■ 記述課題 1
レコードのうち「lamp」という語を含む行をすべて列挙せよ。

控訴人が昭和三四年二月七日付で被控訴人を黒石市消防団長の職から罷免した処分ならびに控訴人が昭和三五年三月三日付で訴外棟方政春を黒石市消防団長に任命した処分は、いずれもこれを取消す。

訴訟費用は第一、二審とも控訴人の負担とする。

事実

控訴代理人は、「原判決を取消す。被控訴人の本件免職処分無効確認の訴を却下する。(予備的申立として)被控訴人の本件免職処分無効確認請求を棄却する。訴訟費用は第一、二審とも被控訴人の負担とする。」との判決を求め、被控訴代理人は、「本件控訴を棄却する。」との判決ならびに本件控訴に附帯して請求を拡張し、「被控訴人が昭和三五年三月三日附で棟方政春を黒石市消防団長に任命した処分は無効であることを確認する。訴訟費用は控訴人の負担とする。」との判決を求めた。

当事者双方の事実上および法律上の陳述は、左記のほか原判決事実摘示と同じであるからこれを引用する。

■ 所与データ
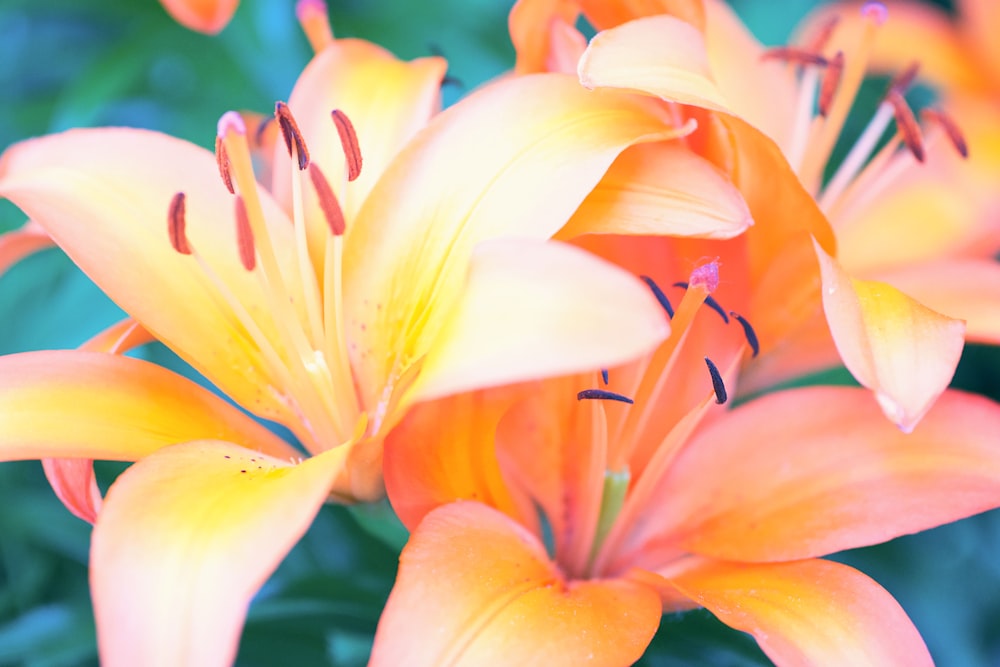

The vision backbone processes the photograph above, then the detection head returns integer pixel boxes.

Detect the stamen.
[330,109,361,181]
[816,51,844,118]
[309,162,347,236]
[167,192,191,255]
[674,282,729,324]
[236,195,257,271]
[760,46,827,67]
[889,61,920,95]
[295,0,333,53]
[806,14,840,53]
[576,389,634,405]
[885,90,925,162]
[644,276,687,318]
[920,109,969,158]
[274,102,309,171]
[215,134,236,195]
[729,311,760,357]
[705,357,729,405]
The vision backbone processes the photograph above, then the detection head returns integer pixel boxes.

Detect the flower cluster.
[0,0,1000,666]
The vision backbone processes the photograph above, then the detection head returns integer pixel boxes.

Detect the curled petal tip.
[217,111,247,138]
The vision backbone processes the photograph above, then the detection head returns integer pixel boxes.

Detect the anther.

--

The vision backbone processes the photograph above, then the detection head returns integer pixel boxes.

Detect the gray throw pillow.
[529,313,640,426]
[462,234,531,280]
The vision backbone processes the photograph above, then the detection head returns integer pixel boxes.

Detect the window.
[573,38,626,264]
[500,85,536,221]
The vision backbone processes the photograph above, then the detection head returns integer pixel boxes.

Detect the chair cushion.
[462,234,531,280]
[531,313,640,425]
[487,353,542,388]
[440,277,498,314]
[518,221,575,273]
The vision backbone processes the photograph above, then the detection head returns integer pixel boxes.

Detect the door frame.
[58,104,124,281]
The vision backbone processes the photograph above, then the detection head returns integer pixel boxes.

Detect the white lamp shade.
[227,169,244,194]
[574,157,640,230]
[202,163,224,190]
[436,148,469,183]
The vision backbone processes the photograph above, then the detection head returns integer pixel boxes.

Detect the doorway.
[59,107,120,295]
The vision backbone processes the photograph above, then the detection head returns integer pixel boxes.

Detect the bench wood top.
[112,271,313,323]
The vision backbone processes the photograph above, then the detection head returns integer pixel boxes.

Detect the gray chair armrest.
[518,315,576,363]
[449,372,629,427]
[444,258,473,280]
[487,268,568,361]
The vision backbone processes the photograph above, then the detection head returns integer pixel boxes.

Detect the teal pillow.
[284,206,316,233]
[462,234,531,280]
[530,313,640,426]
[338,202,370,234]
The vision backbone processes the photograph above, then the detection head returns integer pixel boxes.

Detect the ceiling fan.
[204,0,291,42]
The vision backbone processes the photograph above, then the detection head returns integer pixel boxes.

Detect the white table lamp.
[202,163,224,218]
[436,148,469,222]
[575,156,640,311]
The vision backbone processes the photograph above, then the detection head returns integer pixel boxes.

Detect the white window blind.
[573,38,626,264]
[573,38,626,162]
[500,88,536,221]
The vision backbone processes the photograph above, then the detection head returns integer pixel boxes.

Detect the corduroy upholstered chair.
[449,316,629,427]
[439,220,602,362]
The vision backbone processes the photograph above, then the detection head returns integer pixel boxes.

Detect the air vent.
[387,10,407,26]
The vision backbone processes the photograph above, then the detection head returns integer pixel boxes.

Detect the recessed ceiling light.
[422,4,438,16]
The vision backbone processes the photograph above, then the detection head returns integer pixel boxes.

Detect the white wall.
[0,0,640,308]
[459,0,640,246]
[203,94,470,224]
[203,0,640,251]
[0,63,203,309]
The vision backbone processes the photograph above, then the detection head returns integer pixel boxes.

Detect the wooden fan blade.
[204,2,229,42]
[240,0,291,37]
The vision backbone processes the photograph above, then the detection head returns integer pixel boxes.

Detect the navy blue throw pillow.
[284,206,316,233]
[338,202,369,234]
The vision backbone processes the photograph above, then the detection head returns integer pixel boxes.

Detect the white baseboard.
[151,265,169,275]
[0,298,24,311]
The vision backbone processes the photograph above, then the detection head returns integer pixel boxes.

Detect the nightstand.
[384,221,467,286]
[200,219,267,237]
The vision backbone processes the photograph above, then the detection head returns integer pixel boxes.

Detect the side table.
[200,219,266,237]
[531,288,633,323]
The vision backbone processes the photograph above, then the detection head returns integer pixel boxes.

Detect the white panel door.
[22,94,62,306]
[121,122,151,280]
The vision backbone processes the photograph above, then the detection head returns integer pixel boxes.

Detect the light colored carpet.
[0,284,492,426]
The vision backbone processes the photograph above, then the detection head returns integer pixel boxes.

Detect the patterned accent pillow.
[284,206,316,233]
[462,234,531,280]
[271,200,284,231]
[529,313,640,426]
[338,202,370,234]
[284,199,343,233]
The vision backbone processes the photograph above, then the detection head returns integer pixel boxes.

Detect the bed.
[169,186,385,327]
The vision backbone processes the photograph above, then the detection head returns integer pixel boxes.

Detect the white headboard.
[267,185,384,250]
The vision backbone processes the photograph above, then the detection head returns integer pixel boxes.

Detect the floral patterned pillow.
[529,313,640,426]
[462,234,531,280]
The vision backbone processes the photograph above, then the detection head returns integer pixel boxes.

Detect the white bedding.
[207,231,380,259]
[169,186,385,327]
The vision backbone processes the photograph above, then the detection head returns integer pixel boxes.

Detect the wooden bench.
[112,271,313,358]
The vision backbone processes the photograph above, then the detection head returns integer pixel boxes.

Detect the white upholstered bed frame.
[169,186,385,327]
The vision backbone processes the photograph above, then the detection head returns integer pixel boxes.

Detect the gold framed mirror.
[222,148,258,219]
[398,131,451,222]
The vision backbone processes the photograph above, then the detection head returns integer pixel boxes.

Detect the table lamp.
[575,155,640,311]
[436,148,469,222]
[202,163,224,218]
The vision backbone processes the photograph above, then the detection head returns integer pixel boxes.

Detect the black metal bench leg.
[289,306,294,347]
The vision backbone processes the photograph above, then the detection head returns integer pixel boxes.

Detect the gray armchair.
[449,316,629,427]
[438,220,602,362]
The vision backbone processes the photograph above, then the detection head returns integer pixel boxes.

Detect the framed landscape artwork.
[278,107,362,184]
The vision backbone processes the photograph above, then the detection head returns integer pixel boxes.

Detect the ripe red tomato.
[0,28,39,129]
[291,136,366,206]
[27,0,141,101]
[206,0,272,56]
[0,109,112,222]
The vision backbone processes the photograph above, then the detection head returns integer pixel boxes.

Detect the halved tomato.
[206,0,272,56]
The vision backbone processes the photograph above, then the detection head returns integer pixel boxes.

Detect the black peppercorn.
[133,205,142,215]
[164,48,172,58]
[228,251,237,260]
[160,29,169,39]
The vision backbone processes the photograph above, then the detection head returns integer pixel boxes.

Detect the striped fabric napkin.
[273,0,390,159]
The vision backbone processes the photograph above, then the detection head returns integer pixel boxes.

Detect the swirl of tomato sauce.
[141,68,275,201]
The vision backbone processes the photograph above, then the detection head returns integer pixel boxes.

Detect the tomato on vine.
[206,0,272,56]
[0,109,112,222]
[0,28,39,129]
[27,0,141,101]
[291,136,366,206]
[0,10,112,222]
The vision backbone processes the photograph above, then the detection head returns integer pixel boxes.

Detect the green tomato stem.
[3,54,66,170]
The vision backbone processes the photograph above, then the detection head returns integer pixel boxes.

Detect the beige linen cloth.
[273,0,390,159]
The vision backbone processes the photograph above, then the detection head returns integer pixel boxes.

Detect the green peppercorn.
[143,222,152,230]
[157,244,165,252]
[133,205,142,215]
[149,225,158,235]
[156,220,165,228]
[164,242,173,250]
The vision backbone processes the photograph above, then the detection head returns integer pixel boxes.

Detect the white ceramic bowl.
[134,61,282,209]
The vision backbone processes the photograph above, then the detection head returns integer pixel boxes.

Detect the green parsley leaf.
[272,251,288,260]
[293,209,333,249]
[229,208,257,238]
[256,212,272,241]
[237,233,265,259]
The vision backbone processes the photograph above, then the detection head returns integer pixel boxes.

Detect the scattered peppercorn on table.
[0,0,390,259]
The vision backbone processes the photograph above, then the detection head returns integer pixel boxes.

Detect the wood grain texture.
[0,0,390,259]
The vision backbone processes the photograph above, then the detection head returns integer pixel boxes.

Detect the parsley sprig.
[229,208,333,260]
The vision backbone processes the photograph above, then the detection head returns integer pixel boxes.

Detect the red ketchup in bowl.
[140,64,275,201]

■ 記述課題 2
抜粋本文の「控訴人が昭和三四年二月七日付」から「とする。」との判決を求めた。」までを両端を含めて示し、その際「消防団長」を「消防団副団長」に置き換えよ。

■ 正解出力 1
Detect the white lamp shade.
Detect the white table lamp.
Detect the table lamp.

■ 正解出力 2
控訴人が昭和三四年二月七日付で被控訴人を黒石市消防団副団長の職から罷免した処分ならびに控訴人が昭和三五年三月三日付で訴外棟方政春を黒石市消防団副団長に任命した処分は、いずれもこれを取消す。

訴訟費用は第一、二審とも控訴人の負担とする。

事実

控訴代理人は、「原判決を取消す。被控訴人の本件免職処分無効確認の訴を却下する。(予備的申立として)被控訴人の本件免職処分無効確認請求を棄却する。訴訟費用は第一、二審とも被控訴人の負担とする。」との判決を求め、被控訴代理人は、「本件控訴を棄却する。」との判決ならびに本件控訴に附帯して請求を拡張し、「被控訴人が昭和三五年三月三日附で棟方政春を黒石市消防団副団長に任命した処分は無効であることを確認する。訴訟費用は控訴人の負担とする。」との判決を求めた。